- **JOB**
Write out the material again word for word, dropping any images it holds.
[MATERIAL FOR THE TASK start]
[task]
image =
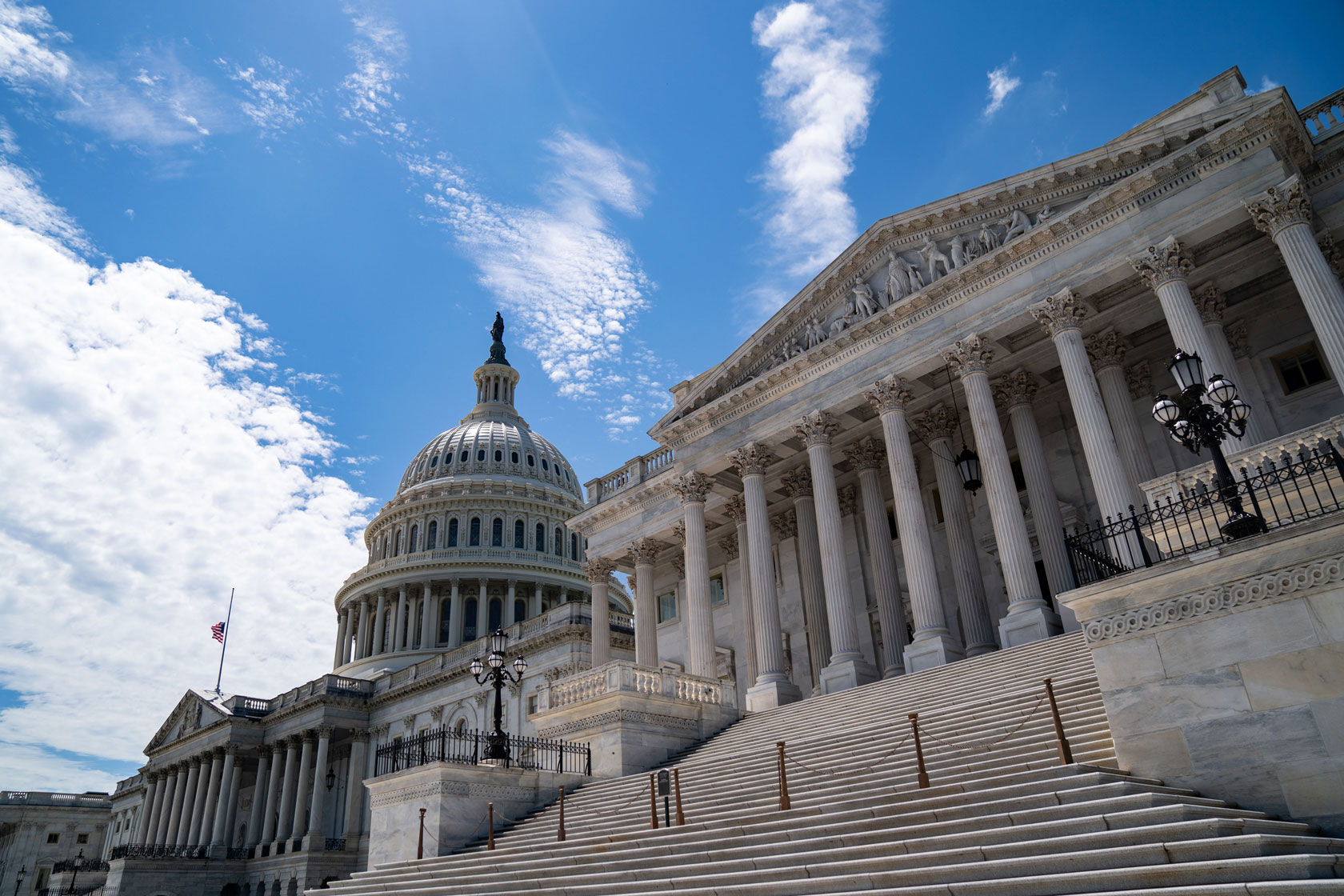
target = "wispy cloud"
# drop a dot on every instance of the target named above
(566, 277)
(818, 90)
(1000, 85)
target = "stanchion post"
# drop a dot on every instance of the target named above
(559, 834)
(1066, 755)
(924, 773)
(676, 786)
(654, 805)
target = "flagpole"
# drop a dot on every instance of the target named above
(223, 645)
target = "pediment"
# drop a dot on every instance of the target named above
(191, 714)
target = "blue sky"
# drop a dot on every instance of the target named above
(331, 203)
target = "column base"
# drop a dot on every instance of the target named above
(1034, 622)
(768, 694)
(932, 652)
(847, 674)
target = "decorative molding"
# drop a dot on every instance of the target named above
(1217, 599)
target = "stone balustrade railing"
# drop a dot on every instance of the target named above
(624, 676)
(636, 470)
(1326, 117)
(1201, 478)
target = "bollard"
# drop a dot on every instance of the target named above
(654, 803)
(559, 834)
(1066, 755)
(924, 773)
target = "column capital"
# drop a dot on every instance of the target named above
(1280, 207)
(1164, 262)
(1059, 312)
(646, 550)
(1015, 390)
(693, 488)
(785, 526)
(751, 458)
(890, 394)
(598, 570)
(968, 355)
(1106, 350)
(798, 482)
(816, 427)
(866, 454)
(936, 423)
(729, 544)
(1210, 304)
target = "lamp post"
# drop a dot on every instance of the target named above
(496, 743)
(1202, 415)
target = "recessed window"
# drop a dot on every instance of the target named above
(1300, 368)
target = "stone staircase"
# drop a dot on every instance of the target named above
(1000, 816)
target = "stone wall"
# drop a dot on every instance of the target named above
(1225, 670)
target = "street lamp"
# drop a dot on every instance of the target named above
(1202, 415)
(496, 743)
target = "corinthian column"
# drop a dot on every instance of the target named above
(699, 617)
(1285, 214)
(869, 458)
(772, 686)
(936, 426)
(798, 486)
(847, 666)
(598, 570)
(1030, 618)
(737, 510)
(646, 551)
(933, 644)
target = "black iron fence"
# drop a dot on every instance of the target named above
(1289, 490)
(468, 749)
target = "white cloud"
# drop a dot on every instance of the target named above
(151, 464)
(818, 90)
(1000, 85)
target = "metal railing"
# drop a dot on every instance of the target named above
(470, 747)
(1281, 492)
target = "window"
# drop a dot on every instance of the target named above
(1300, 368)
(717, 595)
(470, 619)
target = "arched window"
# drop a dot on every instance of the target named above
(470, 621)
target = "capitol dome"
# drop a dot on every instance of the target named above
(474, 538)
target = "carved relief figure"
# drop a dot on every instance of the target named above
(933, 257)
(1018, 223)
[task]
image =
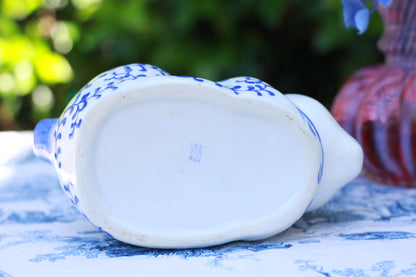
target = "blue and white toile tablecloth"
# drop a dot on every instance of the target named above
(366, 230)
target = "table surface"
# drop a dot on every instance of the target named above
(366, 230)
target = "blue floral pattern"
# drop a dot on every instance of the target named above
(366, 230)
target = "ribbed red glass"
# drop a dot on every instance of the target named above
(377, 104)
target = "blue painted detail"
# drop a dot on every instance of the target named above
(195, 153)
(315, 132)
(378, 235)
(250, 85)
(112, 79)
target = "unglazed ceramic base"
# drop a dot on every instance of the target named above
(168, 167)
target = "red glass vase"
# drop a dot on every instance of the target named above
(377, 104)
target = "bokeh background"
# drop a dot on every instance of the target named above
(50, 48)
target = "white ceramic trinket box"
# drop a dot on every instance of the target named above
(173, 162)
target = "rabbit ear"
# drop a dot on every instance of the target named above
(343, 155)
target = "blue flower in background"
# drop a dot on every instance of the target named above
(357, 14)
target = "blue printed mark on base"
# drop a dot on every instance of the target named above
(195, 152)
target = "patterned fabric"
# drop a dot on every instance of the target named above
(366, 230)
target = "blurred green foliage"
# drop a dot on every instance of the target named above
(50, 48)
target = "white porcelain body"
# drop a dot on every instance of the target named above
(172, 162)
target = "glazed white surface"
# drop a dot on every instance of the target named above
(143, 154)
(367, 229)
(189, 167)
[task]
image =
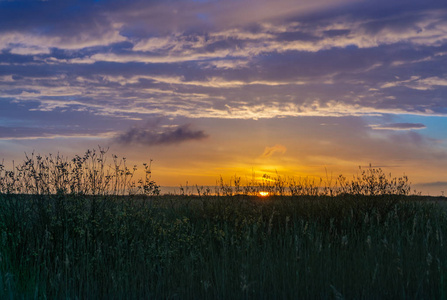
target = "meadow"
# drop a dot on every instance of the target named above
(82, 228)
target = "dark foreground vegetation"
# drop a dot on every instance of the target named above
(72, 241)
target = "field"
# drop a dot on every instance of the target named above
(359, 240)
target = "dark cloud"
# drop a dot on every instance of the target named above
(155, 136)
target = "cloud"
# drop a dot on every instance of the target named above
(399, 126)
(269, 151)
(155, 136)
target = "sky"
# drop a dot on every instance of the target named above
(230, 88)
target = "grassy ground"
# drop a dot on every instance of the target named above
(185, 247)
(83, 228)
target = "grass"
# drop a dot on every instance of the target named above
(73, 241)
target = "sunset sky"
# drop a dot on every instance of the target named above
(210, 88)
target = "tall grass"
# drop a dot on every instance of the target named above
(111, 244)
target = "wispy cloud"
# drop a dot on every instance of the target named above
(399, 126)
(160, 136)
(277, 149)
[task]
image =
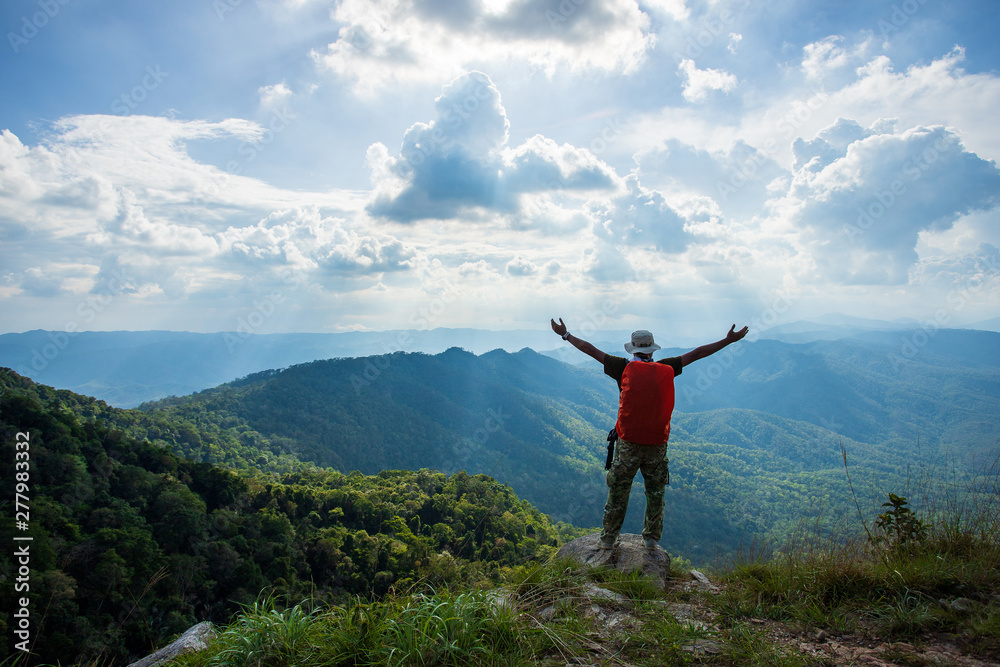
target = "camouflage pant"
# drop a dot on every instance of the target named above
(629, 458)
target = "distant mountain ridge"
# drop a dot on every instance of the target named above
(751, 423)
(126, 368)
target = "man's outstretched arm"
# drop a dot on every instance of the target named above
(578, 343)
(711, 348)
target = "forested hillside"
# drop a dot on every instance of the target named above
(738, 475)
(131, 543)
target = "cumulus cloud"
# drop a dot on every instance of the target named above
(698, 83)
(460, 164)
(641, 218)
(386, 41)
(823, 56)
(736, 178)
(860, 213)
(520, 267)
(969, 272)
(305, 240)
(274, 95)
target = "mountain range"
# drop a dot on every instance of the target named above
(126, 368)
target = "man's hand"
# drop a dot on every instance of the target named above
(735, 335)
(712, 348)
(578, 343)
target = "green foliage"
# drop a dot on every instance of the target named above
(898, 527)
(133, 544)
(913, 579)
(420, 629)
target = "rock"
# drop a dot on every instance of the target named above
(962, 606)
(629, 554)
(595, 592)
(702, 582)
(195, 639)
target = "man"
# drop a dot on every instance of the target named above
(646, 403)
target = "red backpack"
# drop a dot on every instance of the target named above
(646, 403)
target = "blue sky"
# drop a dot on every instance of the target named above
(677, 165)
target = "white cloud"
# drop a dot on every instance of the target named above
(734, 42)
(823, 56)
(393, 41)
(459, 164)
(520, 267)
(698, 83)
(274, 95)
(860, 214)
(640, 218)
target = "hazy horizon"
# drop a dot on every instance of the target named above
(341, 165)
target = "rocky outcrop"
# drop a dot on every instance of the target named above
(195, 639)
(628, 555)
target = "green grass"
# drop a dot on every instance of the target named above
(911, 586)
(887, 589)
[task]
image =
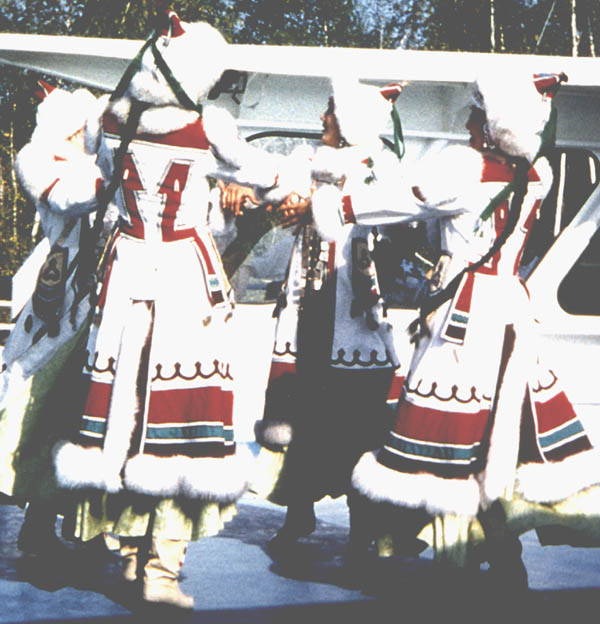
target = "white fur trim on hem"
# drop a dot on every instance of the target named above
[MATERIAL FOR THE TASK end]
- **EXERCISE SOLUTION**
[task]
image =
target = "wispy cloud"
# drop a dot on every instance of the target named above
(566, 277)
(818, 90)
(1000, 85)
target = "stanchion post"
# drop a dot on every instance of the target named above
(559, 834)
(1066, 755)
(924, 773)
(676, 786)
(654, 805)
target = "flagpole"
# drop a dot on every instance of the target named above
(223, 645)
target = "pediment"
# drop a dot on every instance of the target named above
(191, 714)
target = "blue sky"
# drop a dot on every instance of the target named above
(331, 203)
target = "column base"
# drop a dot on every instance of the target named above
(1034, 622)
(768, 694)
(932, 652)
(847, 674)
target = "decorative molding"
# drop a dot on every instance of the target named above
(1217, 599)
target = "stone balustrade railing"
# drop a dot on every instance of the target named above
(624, 676)
(636, 470)
(1326, 117)
(1201, 478)
target = "bollard"
# drop a dot on every instance of the target named above
(654, 803)
(559, 834)
(1066, 755)
(924, 773)
target = "column capital"
# drop a dot on every instance of the target named above
(1280, 207)
(1164, 262)
(1059, 312)
(646, 550)
(1015, 390)
(693, 488)
(785, 526)
(751, 458)
(890, 394)
(598, 570)
(968, 355)
(1106, 350)
(798, 482)
(816, 427)
(866, 454)
(936, 423)
(729, 544)
(1210, 304)
target = "lamp post"
# drop a dot on every instance of the target named above
(496, 743)
(1202, 415)
target = "recessed window"
# drop a dot on every instance of the target named above
(1300, 368)
target = "stone staircase"
# drop a dot on every instance of the target named above
(1000, 816)
target = "stone wall"
# drop a dot on every instance of the target named above
(1225, 670)
target = "street lamp"
# drop a dot on every instance of the target named above
(1202, 415)
(496, 743)
target = "corinthian column"
# drop a dot on every instance of the target named above
(699, 617)
(1285, 214)
(869, 458)
(772, 686)
(936, 426)
(798, 486)
(847, 666)
(598, 570)
(1030, 618)
(737, 510)
(646, 551)
(933, 644)
target = "black iron fence"
# drop a dot on every instance of the target named above
(1289, 490)
(468, 749)
target = "white cloud"
# drop a dot on every instance of the target named above
(151, 464)
(818, 90)
(1000, 85)
target = "metal railing"
# drop a dot on every instance of the target named above
(470, 747)
(1281, 492)
target = "window"
# drop a dot on every instance of the target named above
(1300, 368)
(717, 595)
(470, 619)
target = "arched window"
# drop a dot on every instance of the target named above
(470, 621)
target = "capitol dome"
# drop a dot on every instance of the target named above
(474, 538)
target = "carved relief figure"
# drop a dot on every instance of the target named above
(933, 257)
(1018, 223)
[task]
image =
target = "blue and white toile tablecloth"
# drop a dot on every instance of the target named above
(366, 230)
target = "table surface"
# drop a dot on every instance of the target named above
(366, 230)
target = "blue floral pattern"
# drop a dot on every instance of the target named above
(366, 230)
target = "ribbed red glass"
# drop a dot on every instance of the target named above
(377, 104)
target = "blue painted detail"
# drop a dot on every instance of the target named above
(195, 153)
(315, 132)
(378, 235)
(250, 85)
(112, 79)
target = "unglazed ceramic base"
# drop a dot on every instance of the target named above
(168, 167)
target = "red glass vase"
# drop a dot on every instance of the target named above
(377, 104)
target = "bokeh background"
# drop a dot on every instance of the target named above
(50, 48)
target = "white ceramic trinket box"
# drop a dot on every instance of the target named above
(173, 162)
target = "rabbit ear"
# drop a dot on every instance of the target named above
(343, 155)
target = "blue flower in background"
# drop a dot on every instance of the target named above
(357, 14)
target = "blue printed mark on base"
# drop a dot on every instance of the target named above
(195, 152)
target = "patterned fabric"
# drop a dot on every instance of the target named above
(366, 230)
target = "blurred green foliage"
# drop a dot on every instance of the target named above
(50, 48)
target = "white porcelain body"
# drop a dot on every instance of the target named above
(172, 162)
target = "glazed white surface"
# drop a dot on every instance of the target named above
(143, 154)
(367, 229)
(189, 167)
[task]
image =
target = "meadow"
# drop a dot on every instance of the target named above
(82, 228)
target = "dark foreground vegetation"
# drop a dot on every instance of the target named above
(72, 241)
target = "field"
# drop a dot on every instance of the target named above
(359, 240)
target = "dark cloud"
# drop a dot on every instance of the target named above
(155, 136)
target = "cloud"
# drop a dot on every instance of the target named above
(399, 126)
(269, 151)
(155, 136)
target = "sky"
# drop a dot on every instance of the target named above
(230, 88)
target = "grassy ground"
# drop a dot on every instance of the target named above
(185, 247)
(83, 228)
target = "grass"
# drop a dot on every instance of the target named above
(73, 241)
target = "sunset sky"
# drop a dot on every instance of the target named above
(210, 88)
target = "tall grass"
# drop a dot on every instance of the target named above
(111, 244)
target = "wispy cloud"
# drop a dot on every instance of the target named above
(399, 126)
(160, 136)
(277, 149)
[task]
image =
target = "camouflage pant"
# drop a dot on every instance of the target named above
(629, 458)
target = "distant mountain ridge"
# drop a dot on every instance of the target named above
(751, 423)
(126, 368)
target = "man's outstretched arm"
# drop a dot on every instance of the target named above
(578, 343)
(711, 348)
target = "forested hillside"
# drop a dot on every instance of the target named above
(738, 475)
(131, 543)
target = "cumulus cloud"
# drop a dot on every instance of the target named above
(698, 83)
(460, 164)
(641, 218)
(386, 41)
(823, 56)
(736, 178)
(860, 213)
(520, 267)
(969, 272)
(305, 240)
(274, 95)
target = "mountain range"
# drop a dot on every instance of the target named above
(126, 368)
target = "man's hand"
# drop a dot on every instance of the target named above
(735, 335)
(712, 348)
(578, 343)
target = "green foliage"
# drop a dot on every instance of the target named above
(898, 527)
(133, 544)
(913, 579)
(420, 629)
target = "rock"
# drop a dot on every instance of the target named above
(962, 606)
(629, 554)
(595, 592)
(702, 582)
(195, 639)
target = "man"
# drop a dot on every instance of the target named above
(646, 403)
target = "red backpack"
# drop a dot on every instance of the target named above
(646, 403)
target = "blue sky"
# drop a dot on every instance of the target named above
(677, 165)
target = "white cloud"
# drop a dot on every instance of the target named above
(734, 42)
(823, 56)
(393, 41)
(459, 164)
(520, 267)
(698, 83)
(274, 95)
(860, 214)
(640, 218)
target = "hazy horizon"
# drop a dot on every instance of the target named above
(341, 165)
target = "rocky outcrop"
# drop a dot on every instance of the target named above
(195, 639)
(628, 555)
target = "green grass"
# drop a dot on every instance of the target named above
(911, 586)
(887, 589)
[task]
image =
target = "white fur trim on hem"
# drop a dot on every instance of the target named above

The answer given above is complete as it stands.